-------- Provided text

Increasing catches on Lake Edward show fruits of co-operation
For almost half a century, fishing on Lake Edward in southwestern Uganda has been dangerous for Ugandan fishermen because of its proximity to the insecure eastern Democratic Republic of Congo.
About 70% of Lake Edward’s 2,325 sq km surface area is inside Congolese territory;so the lake is a shared fisheries resource. That has meant confrontation between Ugandan and Congolese fishermen on the lake makes fishing a perilous job, especially for Ugandans.
However, a recent cross-border project, under the auspices of the Nile Equatorial Lakes Subsidiary Action Programme-Coordination Unit (NELSAP-CU) appears to be restoring hope for fishing communities on either side of the lake’s shores as The Independent’s Ronald Musoke found out on a recent visit to Rwenshama fish landing site in the southwestern district of Rukungiri.
At about 11am, with the sun already blazing, hundreds of young men and a few women were hunched around dozens of canoes painted in bright colours. They were busy untangling hundreds of knotty fishing nets to help fishermen prepare for their expeditions when the sun sets.
Many of these boats, about 60 of them now docked on the lakeshores at this small but lively landing site landed with hundreds of tonnes of fish earlier in the morning and trading was still going on.
It is a beehive of activity when boats laden with fish dock here—usually between 7am—10am. The melee of hundreds of fishermen, brokers, fishmongers, cart pushers, bodaboda cyclists and even small trucks is a sight to behold. As soon as a boat lands, the pushing and shoving begins as men and women surround the boats and immediately start haggling with the fishermen over prices.
The fish sold here is mainly Nile tilapia, African Cat fish (Clarias gariepinus), Semutundu (Bagrus docmak) and Marbled Lung fish (Protopterus aethiopicus).
Once an agreement is struck, the fishermen saunter into shacks in the nearby trading centre to rest or drink. The brokers pick the fish and take it to washing bays for cleaning before they sell it to waiting fishmongers who will in turn whisk away the fish and sell it in markets as far as Kampala and Mpondwe on the Uganda-DR Congo border.

----------------
-------- Supplied entries

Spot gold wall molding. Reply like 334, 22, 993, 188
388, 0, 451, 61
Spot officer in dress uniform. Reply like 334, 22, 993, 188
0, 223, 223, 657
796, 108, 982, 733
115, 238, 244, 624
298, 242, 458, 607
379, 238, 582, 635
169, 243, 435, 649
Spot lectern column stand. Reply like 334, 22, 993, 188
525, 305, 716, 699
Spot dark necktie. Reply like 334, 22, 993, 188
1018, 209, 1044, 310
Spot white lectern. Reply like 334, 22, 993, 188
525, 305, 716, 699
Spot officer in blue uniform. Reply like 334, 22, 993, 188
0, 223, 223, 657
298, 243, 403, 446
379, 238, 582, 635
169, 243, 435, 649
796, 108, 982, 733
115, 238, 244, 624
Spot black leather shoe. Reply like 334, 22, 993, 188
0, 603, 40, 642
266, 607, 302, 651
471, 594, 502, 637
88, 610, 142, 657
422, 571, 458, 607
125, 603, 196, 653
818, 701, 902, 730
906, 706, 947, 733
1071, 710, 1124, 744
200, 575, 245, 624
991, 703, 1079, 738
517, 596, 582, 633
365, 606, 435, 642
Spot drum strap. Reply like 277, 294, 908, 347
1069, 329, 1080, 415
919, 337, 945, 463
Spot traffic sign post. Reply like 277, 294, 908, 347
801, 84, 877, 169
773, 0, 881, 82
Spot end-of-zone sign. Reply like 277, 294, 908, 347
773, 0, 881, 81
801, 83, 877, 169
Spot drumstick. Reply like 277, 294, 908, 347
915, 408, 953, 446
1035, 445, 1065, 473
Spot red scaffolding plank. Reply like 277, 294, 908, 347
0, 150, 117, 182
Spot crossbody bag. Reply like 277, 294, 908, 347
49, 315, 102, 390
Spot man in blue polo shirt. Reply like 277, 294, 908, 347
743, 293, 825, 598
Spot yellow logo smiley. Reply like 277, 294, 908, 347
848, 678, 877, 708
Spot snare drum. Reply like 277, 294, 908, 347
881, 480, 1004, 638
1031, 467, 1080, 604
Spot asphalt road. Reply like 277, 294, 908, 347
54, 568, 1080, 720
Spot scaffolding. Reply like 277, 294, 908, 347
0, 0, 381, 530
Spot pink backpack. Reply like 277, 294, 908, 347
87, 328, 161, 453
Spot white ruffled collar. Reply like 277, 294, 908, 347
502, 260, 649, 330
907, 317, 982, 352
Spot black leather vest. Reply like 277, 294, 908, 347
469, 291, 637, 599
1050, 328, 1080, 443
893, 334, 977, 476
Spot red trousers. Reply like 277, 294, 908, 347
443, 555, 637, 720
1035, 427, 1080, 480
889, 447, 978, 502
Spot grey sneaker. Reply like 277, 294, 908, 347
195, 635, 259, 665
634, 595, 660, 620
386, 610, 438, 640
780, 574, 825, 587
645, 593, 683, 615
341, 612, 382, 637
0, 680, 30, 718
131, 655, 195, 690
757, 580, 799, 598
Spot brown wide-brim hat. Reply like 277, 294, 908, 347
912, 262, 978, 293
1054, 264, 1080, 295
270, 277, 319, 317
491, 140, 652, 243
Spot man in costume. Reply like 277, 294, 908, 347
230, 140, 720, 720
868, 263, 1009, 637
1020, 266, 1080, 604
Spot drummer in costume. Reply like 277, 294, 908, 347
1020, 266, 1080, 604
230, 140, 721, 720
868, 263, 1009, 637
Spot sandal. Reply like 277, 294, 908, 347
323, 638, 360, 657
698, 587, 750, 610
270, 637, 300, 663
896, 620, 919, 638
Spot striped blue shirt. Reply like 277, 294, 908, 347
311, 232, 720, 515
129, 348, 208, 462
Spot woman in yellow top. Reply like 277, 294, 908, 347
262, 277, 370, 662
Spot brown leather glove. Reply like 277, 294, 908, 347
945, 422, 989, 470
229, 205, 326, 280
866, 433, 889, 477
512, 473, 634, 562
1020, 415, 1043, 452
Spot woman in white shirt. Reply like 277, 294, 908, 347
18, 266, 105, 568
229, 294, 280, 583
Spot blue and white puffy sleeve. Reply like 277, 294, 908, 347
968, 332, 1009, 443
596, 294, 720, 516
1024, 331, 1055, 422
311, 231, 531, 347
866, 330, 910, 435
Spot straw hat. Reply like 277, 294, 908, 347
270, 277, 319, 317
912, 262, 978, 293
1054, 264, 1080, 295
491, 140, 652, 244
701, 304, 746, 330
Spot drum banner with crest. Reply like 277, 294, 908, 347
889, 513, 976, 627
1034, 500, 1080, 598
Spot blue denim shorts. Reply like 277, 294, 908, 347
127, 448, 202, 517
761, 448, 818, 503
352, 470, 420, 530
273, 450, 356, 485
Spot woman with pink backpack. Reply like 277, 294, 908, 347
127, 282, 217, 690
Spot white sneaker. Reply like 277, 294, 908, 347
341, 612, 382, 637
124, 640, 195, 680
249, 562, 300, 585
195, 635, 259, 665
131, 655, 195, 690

----------------

**Task list**
1. According to the Lake Edward article, why has fishing on the lake been dangerous for Ugandan fishermen? Answer in one to three sentences.
2. Copy the Lake Edward article word for word, from "However, a recent" up to and including "still going on.".
3. Answer these questions using the Lake Edward article:
(a) What is the surface area of Lake Edward?
(b) About how many boats were docked at the Rwenshama landing site?
(c) Between what hours do boats laden with fish usually dock there?

**Per-task outputs**
1. The lake lies close to the insecure eastern Democratic Republic of Congo, and about 70% of its surface is inside Congolese territory, making it a shared fisheries resource. That has led to confrontation between Ugandan and Congolese fishermen, which makes fishing perilous, especially for Ugandans.

2.
However, a recent cross-border project, under the auspices of the Nile Equatorial Lakes Subsidiary Action Programme-Coordination Unit (NELSAP-CU) appears to be restoring hope for fishing communities on either side of the lake’s shores as The Independent’s Ronald Musoke found out on a recent visit to Rwenshama fish landing site in the southwestern district of Rukungiri.
At about 11am, with the sun already blazing, hundreds of young men and a few women were hunched around dozens of canoes painted in bright colours. They were busy untangling hundreds of knotty fishing nets to help fishermen prepare for their expeditions when the sun sets.
Many of these boats, about 60 of them now docked on the lakeshores at this small but lively landing site landed with hundreds of tonnes of fish earlier in the morning and trading was still going on.

3.
(a) 2,325 sq km
(b) About 60
(c) Between 7am and 10am